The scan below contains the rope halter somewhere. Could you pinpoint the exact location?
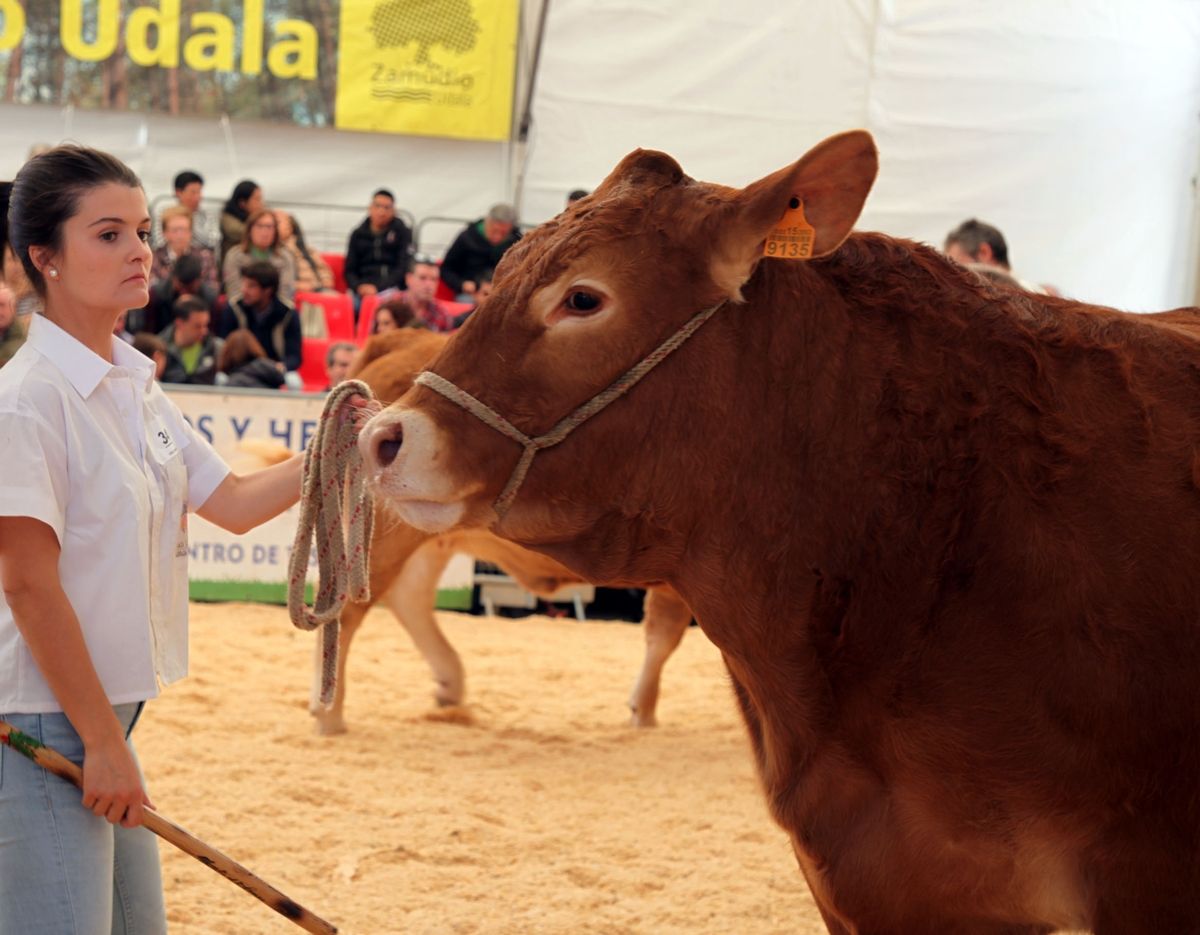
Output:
[288,379,374,707]
[416,300,727,520]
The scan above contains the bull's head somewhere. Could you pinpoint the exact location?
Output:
[360,131,876,580]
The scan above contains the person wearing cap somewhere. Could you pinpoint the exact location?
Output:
[442,204,521,301]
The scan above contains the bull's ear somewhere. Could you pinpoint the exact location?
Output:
[712,130,878,298]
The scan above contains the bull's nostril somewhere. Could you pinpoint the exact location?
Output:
[376,425,403,467]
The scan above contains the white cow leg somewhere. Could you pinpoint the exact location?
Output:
[386,537,467,707]
[308,604,371,736]
[629,587,691,727]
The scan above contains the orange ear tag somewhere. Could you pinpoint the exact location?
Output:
[762,197,816,259]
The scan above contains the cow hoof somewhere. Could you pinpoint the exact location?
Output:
[425,705,475,726]
[317,718,346,737]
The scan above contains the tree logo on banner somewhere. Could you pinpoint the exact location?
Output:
[371,0,479,65]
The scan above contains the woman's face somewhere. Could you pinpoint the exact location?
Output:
[376,308,396,335]
[162,216,192,257]
[250,212,276,250]
[30,182,151,320]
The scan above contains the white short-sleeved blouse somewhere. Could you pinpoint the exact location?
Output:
[0,316,229,713]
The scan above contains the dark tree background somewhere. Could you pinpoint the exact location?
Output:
[0,0,338,126]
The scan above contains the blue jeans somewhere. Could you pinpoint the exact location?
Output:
[0,703,167,935]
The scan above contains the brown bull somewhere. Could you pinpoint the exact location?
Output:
[310,329,691,735]
[360,132,1200,935]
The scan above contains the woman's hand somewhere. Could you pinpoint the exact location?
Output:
[83,735,154,828]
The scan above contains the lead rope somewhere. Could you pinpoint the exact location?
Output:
[415,301,725,520]
[288,380,374,707]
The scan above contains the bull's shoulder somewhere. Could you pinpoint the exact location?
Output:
[350,328,449,403]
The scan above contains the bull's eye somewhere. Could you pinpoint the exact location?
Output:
[566,289,600,314]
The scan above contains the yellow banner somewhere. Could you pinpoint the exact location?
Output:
[335,0,518,139]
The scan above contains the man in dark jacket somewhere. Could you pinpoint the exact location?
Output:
[158,295,221,385]
[217,263,301,379]
[346,188,413,307]
[442,204,521,301]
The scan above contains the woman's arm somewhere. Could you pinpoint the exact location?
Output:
[0,516,152,828]
[222,246,246,301]
[197,394,379,535]
[197,455,304,535]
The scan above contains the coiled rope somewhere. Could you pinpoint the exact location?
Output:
[288,380,374,707]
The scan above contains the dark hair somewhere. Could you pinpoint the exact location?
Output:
[275,210,318,279]
[170,253,204,286]
[175,169,204,192]
[222,179,259,221]
[241,208,280,253]
[133,331,167,360]
[0,181,12,258]
[381,295,425,335]
[946,217,1008,266]
[170,295,212,322]
[241,262,280,292]
[8,144,142,298]
[217,328,266,373]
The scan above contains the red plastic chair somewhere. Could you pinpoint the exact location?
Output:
[320,253,346,292]
[296,337,334,392]
[295,292,354,341]
[354,295,379,347]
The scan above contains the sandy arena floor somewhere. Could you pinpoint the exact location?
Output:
[136,604,824,935]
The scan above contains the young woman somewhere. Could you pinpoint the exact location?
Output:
[0,146,355,933]
[275,210,335,292]
[221,179,263,263]
[223,208,296,306]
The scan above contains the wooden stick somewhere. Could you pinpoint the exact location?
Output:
[0,720,337,935]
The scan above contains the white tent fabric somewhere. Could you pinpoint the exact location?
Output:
[522,0,1200,311]
[0,0,1200,311]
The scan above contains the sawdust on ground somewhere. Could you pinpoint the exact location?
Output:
[134,604,824,935]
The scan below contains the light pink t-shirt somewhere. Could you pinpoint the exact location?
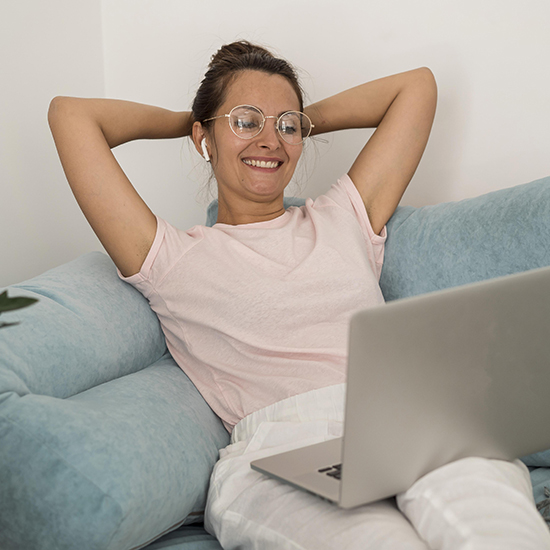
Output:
[119,175,386,431]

• Aufgabenstellung:
Gib aus den Datensätzen oben die Zeilen von der Zeile mit „The scan above contains the brown“ bis einschließlich der Zeile mit „[335,0,518,139]“ unverändert wieder.

• Endergebnis:
The scan above contains the brown bull somewhere. Could you pinpoint the exact location?
Output:
[310,329,691,735]
[360,132,1200,935]
The scan above contains the woman's hand somewhere. Could you pinpoint the exact location?
Output:
[83,735,154,828]
The scan above contains the lead rope somewhere. Could you pinpoint the exact location?
Output:
[415,301,725,520]
[288,380,374,707]
The scan above contains the bull's shoulder somewhere. Could you pinpoint the exact location?
Output:
[350,328,449,403]
The scan above contains the bull's eye somewhere. Could you pinpoint the exact location?
Output:
[566,289,600,314]
The scan above contains the yellow banner somewhere. Could you pinpoint the exact location?
Output:
[335,0,518,139]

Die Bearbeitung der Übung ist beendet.